**Aim of the exercise**
Among the lines of the records, please find those that contain the word "small" and copy them.
━━━━━ Available data
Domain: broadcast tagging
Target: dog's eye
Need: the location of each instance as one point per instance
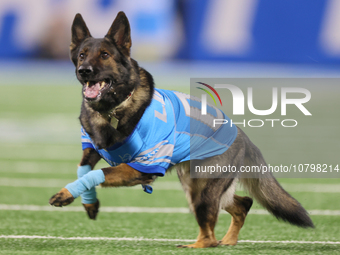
(81, 56)
(105, 55)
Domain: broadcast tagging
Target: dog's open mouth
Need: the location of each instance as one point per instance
(93, 89)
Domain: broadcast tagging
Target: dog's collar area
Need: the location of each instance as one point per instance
(114, 121)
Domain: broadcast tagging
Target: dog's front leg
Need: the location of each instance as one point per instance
(121, 175)
(89, 199)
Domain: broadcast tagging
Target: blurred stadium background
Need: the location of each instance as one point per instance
(175, 40)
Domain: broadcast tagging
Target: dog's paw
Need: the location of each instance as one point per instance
(92, 210)
(62, 198)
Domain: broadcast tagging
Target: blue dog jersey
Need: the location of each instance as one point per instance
(171, 130)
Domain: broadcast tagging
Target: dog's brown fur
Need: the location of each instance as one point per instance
(109, 60)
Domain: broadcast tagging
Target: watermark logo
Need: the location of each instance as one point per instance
(239, 99)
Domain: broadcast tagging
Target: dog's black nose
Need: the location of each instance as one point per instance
(85, 70)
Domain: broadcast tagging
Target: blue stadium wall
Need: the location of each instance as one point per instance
(289, 31)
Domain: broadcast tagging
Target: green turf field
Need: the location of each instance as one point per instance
(40, 148)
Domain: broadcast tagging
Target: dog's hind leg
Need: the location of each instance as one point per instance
(204, 199)
(238, 211)
(206, 210)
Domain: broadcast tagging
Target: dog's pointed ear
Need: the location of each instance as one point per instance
(120, 33)
(79, 33)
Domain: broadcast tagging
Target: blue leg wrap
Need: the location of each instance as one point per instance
(86, 183)
(89, 196)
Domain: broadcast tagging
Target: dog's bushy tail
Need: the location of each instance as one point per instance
(269, 193)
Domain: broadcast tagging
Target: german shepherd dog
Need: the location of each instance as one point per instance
(115, 88)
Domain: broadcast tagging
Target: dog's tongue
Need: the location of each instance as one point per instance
(93, 91)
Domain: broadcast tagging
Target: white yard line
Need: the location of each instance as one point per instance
(161, 185)
(151, 239)
(132, 209)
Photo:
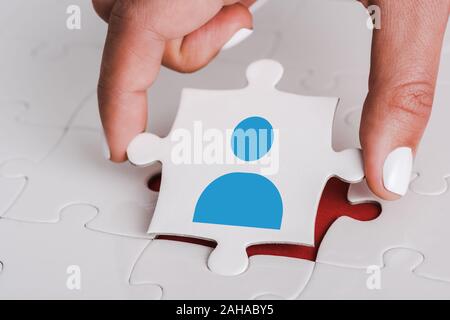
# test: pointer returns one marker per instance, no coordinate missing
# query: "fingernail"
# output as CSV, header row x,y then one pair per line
x,y
237,38
257,5
105,148
397,170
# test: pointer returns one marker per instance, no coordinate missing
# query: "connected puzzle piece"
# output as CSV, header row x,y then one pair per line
x,y
53,88
395,280
415,221
56,260
76,172
286,198
432,163
18,140
160,263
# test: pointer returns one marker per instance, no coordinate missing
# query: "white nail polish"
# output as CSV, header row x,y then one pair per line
x,y
237,38
397,170
105,148
257,5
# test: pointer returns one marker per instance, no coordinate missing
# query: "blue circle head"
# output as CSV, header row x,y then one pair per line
x,y
252,138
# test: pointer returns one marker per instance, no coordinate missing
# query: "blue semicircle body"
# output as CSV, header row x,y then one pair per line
x,y
240,199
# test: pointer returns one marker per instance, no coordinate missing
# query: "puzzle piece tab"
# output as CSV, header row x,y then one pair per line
x,y
160,263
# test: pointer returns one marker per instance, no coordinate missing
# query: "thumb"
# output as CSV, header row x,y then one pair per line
x,y
405,62
229,26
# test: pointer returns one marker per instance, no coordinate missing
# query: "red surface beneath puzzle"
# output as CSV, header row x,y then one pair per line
x,y
333,204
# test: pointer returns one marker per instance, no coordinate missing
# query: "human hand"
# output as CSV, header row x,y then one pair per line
x,y
183,35
405,62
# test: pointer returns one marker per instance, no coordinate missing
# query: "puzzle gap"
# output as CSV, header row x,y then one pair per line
x,y
333,205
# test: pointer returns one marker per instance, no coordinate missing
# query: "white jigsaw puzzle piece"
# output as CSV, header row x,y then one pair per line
x,y
266,275
76,172
50,260
18,140
295,117
415,221
395,280
54,89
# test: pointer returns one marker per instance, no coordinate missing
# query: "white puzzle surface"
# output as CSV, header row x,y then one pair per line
x,y
60,201
272,195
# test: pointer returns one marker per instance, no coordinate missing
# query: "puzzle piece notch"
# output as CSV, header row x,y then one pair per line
x,y
260,98
47,245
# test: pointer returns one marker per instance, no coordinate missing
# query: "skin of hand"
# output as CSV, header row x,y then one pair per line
x,y
185,35
404,67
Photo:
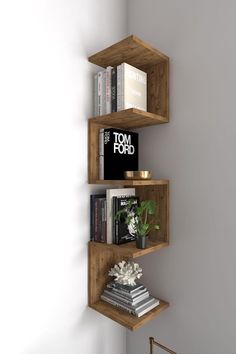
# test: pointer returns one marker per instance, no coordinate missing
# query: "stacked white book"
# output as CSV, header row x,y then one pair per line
x,y
135,300
119,88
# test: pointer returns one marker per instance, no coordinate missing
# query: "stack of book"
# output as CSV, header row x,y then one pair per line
x,y
134,299
103,209
119,88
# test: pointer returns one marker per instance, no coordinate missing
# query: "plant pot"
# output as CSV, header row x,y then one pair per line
x,y
141,242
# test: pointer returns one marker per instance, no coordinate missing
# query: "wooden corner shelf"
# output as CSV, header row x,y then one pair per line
x,y
130,183
132,50
129,119
129,321
136,52
102,257
129,250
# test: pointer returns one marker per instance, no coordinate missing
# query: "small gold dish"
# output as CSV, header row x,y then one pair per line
x,y
137,175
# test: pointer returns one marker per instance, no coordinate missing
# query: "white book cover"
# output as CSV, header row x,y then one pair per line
x,y
119,88
132,88
110,193
147,308
100,93
95,95
103,92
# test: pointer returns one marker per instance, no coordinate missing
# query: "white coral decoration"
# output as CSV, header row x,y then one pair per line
x,y
126,273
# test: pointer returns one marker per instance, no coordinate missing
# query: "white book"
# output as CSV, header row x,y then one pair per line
x,y
147,308
101,154
117,304
119,88
131,88
100,93
101,167
95,95
103,109
110,193
108,89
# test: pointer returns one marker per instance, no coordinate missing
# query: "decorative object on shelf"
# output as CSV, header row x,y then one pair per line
x,y
137,217
126,273
152,342
137,175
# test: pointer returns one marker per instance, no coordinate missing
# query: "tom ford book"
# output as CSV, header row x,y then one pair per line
x,y
118,152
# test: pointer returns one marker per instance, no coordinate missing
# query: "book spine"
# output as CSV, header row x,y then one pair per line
x,y
101,142
108,89
131,297
117,304
114,90
105,224
122,97
95,95
117,297
114,220
103,108
95,220
118,88
91,218
102,221
101,154
116,225
101,167
100,93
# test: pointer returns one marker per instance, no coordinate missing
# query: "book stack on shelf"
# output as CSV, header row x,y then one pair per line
x,y
117,148
105,227
119,88
135,300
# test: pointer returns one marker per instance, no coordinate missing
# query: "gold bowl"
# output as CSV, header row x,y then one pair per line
x,y
137,175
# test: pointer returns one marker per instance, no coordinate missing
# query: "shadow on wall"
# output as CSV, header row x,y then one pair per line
x,y
73,340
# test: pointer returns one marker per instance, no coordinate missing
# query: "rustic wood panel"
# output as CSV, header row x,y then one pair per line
x,y
129,321
101,259
158,88
129,119
129,183
129,250
93,159
131,50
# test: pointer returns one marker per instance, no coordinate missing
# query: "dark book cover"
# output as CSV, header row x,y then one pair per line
x,y
94,215
114,89
123,232
120,148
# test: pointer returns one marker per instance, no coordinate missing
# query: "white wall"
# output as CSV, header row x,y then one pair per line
x,y
196,151
45,100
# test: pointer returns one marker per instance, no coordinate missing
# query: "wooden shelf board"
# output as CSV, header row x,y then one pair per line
x,y
125,182
131,50
130,250
129,119
125,319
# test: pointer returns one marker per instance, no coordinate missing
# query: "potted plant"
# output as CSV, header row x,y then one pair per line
x,y
141,219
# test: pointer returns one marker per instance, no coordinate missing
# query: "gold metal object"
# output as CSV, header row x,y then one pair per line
x,y
153,342
137,175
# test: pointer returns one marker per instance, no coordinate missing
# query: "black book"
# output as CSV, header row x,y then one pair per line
x,y
118,152
114,89
122,232
94,211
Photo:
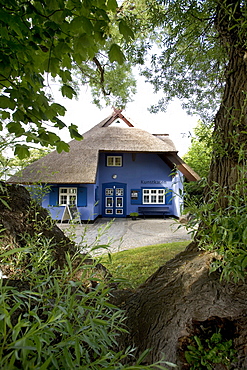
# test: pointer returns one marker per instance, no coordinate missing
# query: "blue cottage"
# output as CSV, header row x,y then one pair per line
x,y
115,170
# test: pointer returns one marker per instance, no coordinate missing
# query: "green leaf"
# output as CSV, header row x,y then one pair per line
x,y
68,91
125,30
62,146
73,129
112,5
244,263
59,109
116,54
5,115
21,151
7,103
15,128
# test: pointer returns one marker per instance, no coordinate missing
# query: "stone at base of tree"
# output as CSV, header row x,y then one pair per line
x,y
173,304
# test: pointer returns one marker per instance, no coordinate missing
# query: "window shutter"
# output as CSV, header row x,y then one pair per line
x,y
169,196
138,199
82,197
53,196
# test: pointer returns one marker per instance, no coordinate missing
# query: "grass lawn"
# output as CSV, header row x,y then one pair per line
x,y
134,266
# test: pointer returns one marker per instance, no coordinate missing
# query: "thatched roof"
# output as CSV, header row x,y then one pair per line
x,y
80,164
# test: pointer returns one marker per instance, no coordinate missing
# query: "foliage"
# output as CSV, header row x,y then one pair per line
x,y
214,351
133,266
199,153
224,230
198,157
189,60
41,40
56,320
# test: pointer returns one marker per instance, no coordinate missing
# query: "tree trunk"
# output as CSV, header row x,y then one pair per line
x,y
230,134
182,300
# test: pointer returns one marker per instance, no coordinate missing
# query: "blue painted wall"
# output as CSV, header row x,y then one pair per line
x,y
139,171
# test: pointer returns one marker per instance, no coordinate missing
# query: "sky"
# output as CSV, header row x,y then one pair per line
x,y
174,121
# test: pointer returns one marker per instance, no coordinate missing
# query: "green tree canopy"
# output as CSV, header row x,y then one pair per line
x,y
46,39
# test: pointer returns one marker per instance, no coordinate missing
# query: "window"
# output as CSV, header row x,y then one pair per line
x,y
114,161
153,196
67,196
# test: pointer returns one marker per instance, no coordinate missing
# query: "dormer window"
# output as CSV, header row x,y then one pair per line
x,y
114,161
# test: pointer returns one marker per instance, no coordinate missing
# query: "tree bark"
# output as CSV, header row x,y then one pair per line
x,y
230,134
178,300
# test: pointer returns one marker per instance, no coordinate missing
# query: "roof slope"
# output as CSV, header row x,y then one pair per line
x,y
79,165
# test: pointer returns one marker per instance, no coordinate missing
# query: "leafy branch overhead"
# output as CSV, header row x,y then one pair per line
x,y
41,40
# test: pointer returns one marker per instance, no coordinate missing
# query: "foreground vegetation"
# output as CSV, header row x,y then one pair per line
x,y
134,266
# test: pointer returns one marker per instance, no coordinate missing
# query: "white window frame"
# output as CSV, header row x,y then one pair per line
x,y
114,159
67,193
154,196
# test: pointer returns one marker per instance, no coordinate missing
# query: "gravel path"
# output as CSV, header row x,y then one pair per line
x,y
125,233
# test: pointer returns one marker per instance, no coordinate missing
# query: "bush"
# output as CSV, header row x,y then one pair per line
x,y
58,318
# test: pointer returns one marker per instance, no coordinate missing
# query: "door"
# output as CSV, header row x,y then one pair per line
x,y
114,198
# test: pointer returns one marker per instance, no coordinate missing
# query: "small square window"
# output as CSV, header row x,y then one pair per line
x,y
67,196
114,161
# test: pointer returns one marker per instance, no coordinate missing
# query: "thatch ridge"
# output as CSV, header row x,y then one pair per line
x,y
80,164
━━━━━━━━━━
**Your response**
# query: "small gold dish"
# query: "small square window"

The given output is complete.